## begin Excerpted text

Inside the Florida Gators stadium

GAINESVILLE, FL – SEPTEMBER 2: University of Florida Gators fans watch the action during the game against the Southern Miss Golden Eagles at Ben Hill Griffin Stadium on September 2, 2006 in Gainesville, Florida. The Gators defeated the Eagles 34-7.

A federal court on Monday declined to dismiss a lawsuit filed by University of Florida professors who are fighting against a recent and controversial policy that kept them and their colleagues from testifying in election-related litigation.

Political science professors Sharon Austin, Michael McDonald, and Daniel Smith sued the university’s board of trustees, President W. Kent Fuchs, and Provost Joseph Glover, saying officials tried to bar the trio from testifying in a lawsuit alleging the Sunshine State’s new raft of voting laws–passed after the 2020 election–discriminates against minorities and the elderly in order to limit access to the ballot box.

The policy in question requires professors to seek approval for opining on such issues under the term “outside activity.” Each of the three professors submitted requests through this process, and each of the three was, at first, denied.

“The University refused to approve each of [the professors’] applications, offering a series of shifting and inconsistent explanations that laid bare the University’s real goal: to prevent [the professors] from testifying in support of a challenge to the State’s [voting] policies,” their 18-page original petition explains.

“Outside activities that may pose a conflict of interest to the executive branch of the State of Florida create a conflict for the University of Florida,” Professor Smith was told in his denial message.

Professor McDonald was given the following denial: “UF [w]ill deny its employees’ requests to engage in outside activities when it determines the activities are adverse to its interests.”

“As UF is a state actor, litigation against the [S]tate is adverse to UF’s interests,” the university told Austin.

After some considerable bad press, however, the university relented and allowed the three professors to testify in the one, specific lawsuit provided they were not being paid to do so.

Fuchs also attempted some damage control of his own and sent a message to the university community saying that he had asked “UF’s Conflicts of Interest Office to reverse the decisions on recent requests by UF employees to serve as expert witnesses in litigation in which the state of Florida is a party and to approve the requests regardless of personal compensation, assuming the activity is on their own time without using university resources.”

The university defendants argued that their conditional exceptions to the anti-speech policy were enough to sustain a motion to dismiss.

The institution asserted that the plaintiff professors lacked standing because they had been given permission to weigh in on that particular lawsuit. Additionally, the university claimed, the plaintiffs’ claims were moot because Fuchs accepted a task force’s recommendations to slightly alter the policy in favor of a “strong presumption” that professors will be allowed to testify as expert witnesses in the future.

On Monday, Barack Obama-appointed U.S. District Judge Mark Walker rubbished the university’s efforts at mitigating the anti-speech policy as too little and summarily unconvincing.

“There is no doubt [the professors’] intended course of conduct, participating in litigation as expert witnesses, is affected with a constitutional interest,” the opinion notes. “And [the professors] have demonstrated that, for fear of repercussion or retaliation, they are self-censoring from such participation. An ‘alleged danger of this [policy] is, in large measure one of self-censorship; a harm that can be realized without an actual prosecution.'”

And, despite the minor revisions to the rule, Walker went on to note that the policy presents a “credible threat of enforcement” because it was recently “revised” and because the defendants are still defending it in court–a standard set out by the 11th Circuit Court of Appeals.

## end Excerpted text

## Stated problem 1:
Name every defendant in the lawsuit brought by the professors in the University of Florida lawsuit article.
## Stated problem 2:
Answer these from the University of Florida lawsuit article:
(a) What was the final score when the Gators played the Southern Miss Golden Eagles?
(b) Who appointed U.S. District Judge Mark Walker?
(c) How many pages long was the professors' original petition?

## begin Records provided

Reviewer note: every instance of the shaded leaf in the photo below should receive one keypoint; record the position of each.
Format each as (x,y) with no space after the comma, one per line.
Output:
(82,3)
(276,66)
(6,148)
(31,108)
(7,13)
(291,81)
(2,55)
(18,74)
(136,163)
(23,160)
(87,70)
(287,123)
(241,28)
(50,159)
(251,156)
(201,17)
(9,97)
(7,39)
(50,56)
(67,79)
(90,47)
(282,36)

## end Records provided
## begin Records provided

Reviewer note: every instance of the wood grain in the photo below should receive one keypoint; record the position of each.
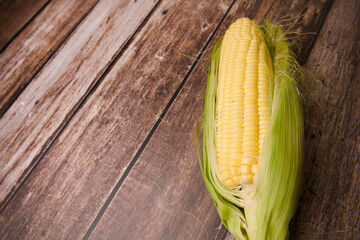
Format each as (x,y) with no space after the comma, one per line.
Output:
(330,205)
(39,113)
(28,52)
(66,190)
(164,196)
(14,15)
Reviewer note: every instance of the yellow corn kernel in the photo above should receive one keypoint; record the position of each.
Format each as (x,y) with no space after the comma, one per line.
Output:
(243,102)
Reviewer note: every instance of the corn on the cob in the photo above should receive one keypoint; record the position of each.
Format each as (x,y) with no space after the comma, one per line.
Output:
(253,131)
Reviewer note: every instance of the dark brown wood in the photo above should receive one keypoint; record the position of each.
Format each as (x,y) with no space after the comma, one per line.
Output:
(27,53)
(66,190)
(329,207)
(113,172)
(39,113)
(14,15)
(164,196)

## end Records provided

## Complete answer 1:
- The university's board of trustees
- President W. Kent Fuchs
- Provost Joseph Glover

## Complete answer 2:
(a) 34-7, with the Gators winning.
(b) Barack Obama.
(c) 18 pages.